Altıncı his; Türkçede gönül gözü, kalp gözü olarak da adlandırılan doğaüstü bir sezgi şeklidir. Adını sıkça duyduğumuz bu altıncı his, gelecekte meydana gelecek olayları öncesinde hissetme ve bilme halidir. Merak konusu olan bu fenomen, akıllarda soru işareti oluşturmaya devam ediyor. Peki altıncı his geliştirilebilir mi yoksa geleceği hissetmek sıra dışı bir durumdan fazlası mı?
Mistik bir deneyim olduğu kuşkusuz olan bu durum, İngilizcede Extrasensory Perception olarak biliniyor. Normalde 5 duyumuzla algıladığımız olayların, fiziksel olarak değil spiritüel bir biçimde hissedilmesi diyebiliriz. Günlük hayatımızda sıkça duyduğumuz “içime doğdu” tabirinin altıncı hissi tasvir ettiği kuşkusuz.
Altıncı Hissin Bilimsel Bir Boyutu Var Mı?
Bilimin ölçülebilen ve duyularla algılanabilen yöntemine tezat oluşturan bu durum, çoğu bilim insanının şüpheci bir yaklaşımla konuyu ele alma sebeplerinden biri. Altıncı histe; görme, duyma, dokunma, işitme ve tat alma gibi fiziksel yetiler kullanılmıyor. Tam olarak aydınlatılamayan bu konu, metafizik kapsamında ele alınıyor. Deneylerle kanıtlanamayan bu algılama biçimi, test edilmekten oldukça uzakta. Materyalist bir bakış açısıyla, altıncı hissin tesadüfle açıklanmasından öte bir durum şimdilik söz konusu değil. Zaman ne gösterir bilemesek de, ilginç bir deneyim olarak anlatılmaya devam edileceği kesin.
Altıncı Hissi Güçlü Olanlar Bunu Nasıl Kullanıyor?

▶ Etkinlik Listesi:
1 – Altıncı his konulu metne göre aşağıdaki soruları yanıtlayınız.
(a) Altıncı his İngilizcede hangi adla biliniyor?
(b) Altıncı his hangi kapsamda ele alınıyor?
(c) Altıncı hisse Türkçede verilen diğer iki ad nedir?
2 – Altıncı his konulu metinde altıncı histe kullanılmadığı belirtilen fiziksel yetileri eksiksiz sıralayınız.
3 – Altıncı his konulu metinde "Mistik bir deneyim" ile başlayıp "Boyutu Var Mı?" ile biten bölümü, "spiritüel" yerine "manevi" getirerek yeniden yazınız.
Kayıtlar farklı bir kaynaktan alınmıştır.

▶ Sağlanan Kayıtlar:

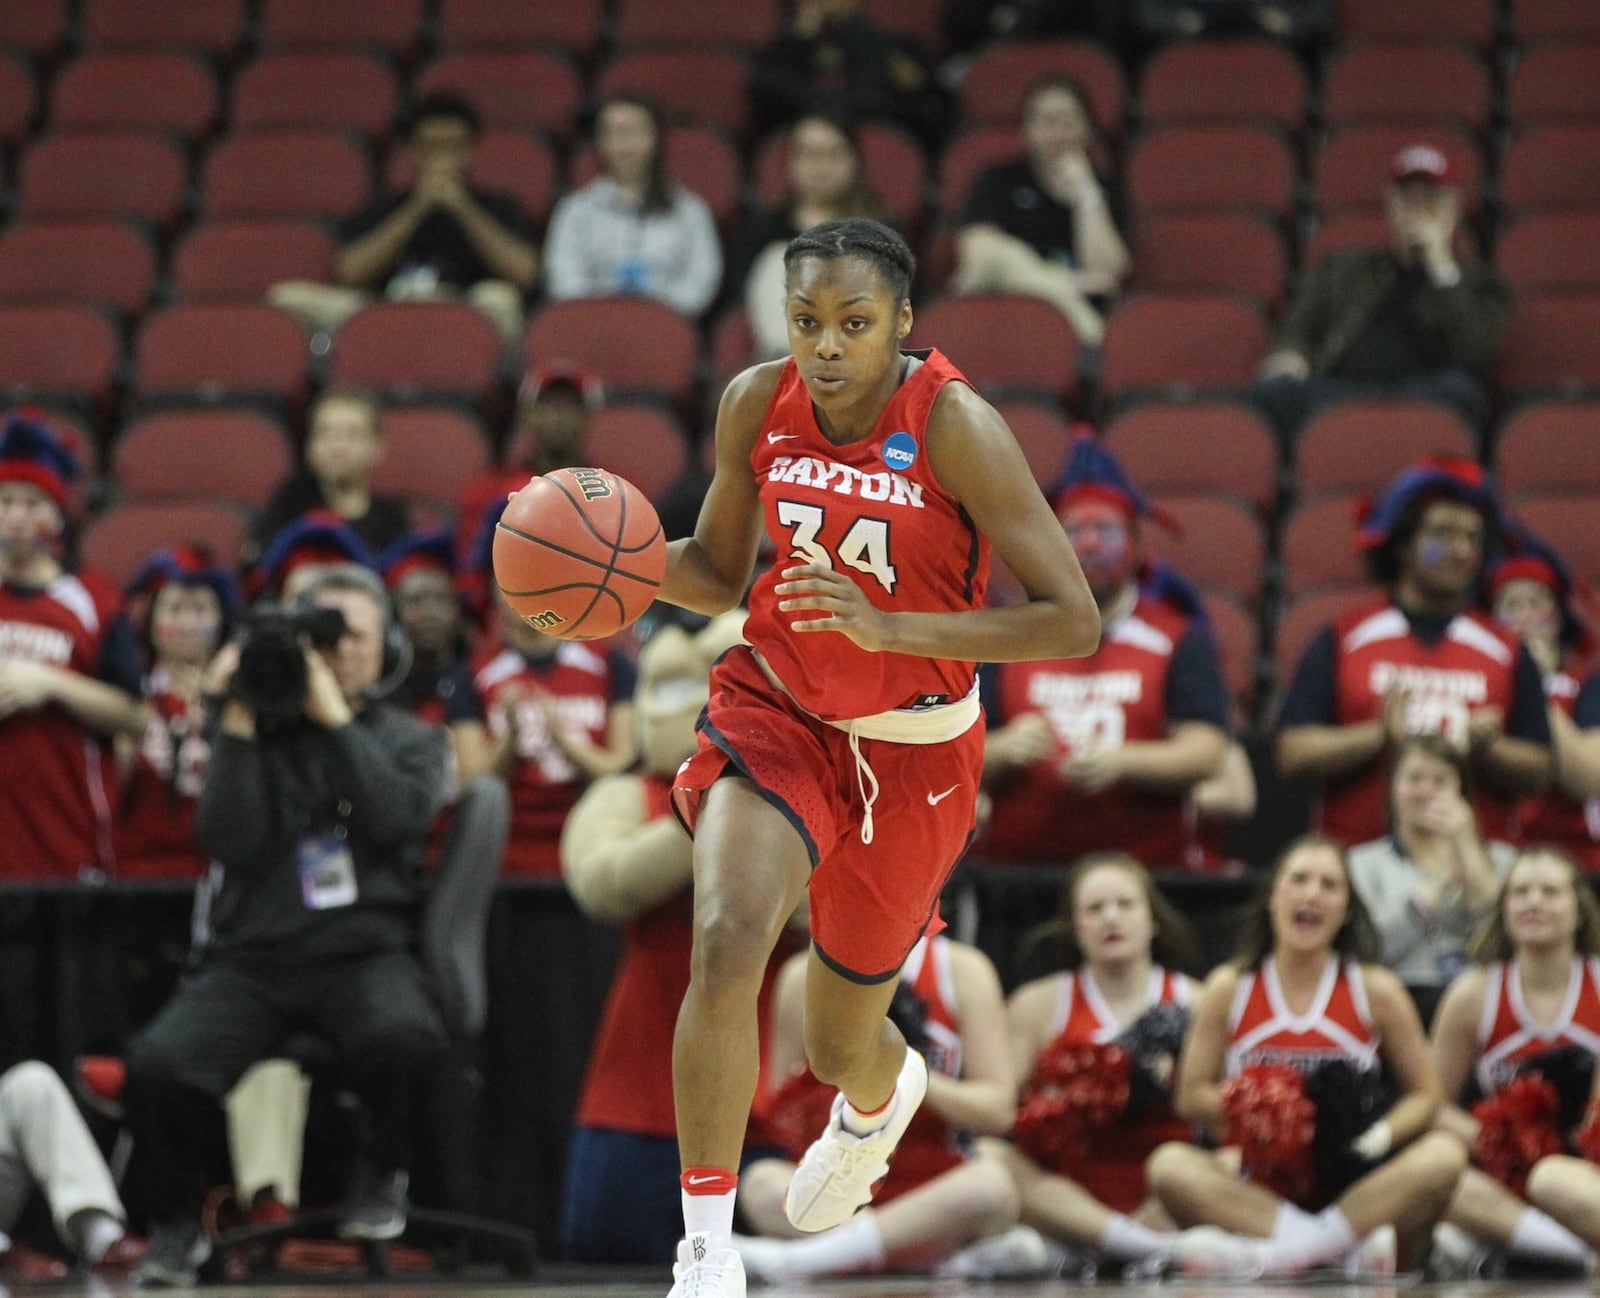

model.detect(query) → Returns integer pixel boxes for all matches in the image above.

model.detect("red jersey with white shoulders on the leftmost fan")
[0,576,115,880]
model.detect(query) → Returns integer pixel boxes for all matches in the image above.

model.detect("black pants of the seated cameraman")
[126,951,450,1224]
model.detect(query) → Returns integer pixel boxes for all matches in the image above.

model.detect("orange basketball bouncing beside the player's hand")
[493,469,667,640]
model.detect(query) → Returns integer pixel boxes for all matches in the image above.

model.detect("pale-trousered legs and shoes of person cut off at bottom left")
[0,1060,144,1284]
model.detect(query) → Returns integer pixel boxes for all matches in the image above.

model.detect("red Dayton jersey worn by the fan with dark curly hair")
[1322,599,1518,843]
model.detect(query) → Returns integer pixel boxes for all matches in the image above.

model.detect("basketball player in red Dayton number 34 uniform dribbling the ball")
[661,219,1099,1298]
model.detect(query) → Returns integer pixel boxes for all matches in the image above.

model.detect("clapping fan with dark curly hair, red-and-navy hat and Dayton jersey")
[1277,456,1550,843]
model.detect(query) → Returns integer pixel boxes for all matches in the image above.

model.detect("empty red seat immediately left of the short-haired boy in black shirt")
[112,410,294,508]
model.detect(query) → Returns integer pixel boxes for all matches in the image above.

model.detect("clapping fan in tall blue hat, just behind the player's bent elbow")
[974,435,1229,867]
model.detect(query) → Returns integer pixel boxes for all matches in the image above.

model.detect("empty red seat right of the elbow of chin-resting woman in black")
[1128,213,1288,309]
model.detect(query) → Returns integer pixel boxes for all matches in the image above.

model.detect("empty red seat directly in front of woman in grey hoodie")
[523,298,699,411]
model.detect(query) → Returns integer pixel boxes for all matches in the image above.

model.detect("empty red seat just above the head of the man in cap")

▶ Görev Çözümleri:
1 –
(a) Extrasensory Perception
(b) Metafizik
(c) Gönül gözü ve kalp gözü

2 – görme, duyma, dokunma, işitme, tat alma

3 –
Mistik bir deneyim olduğu kuşkusuz olan bu durum, İngilizcede Extrasensory Perception olarak biliniyor. Normalde 5 duyumuzla algıladığımız olayların, fiziksel olarak değil manevi bir biçimde hissedilmesi diyebiliriz. Günlük hayatımızda sıkça duyduğumuz “içime doğdu” tabirinin altıncı hissi tasvir ettiği kuşkusuz.
Altıncı Hissin Bilimsel Bir Boyutu Var Mı?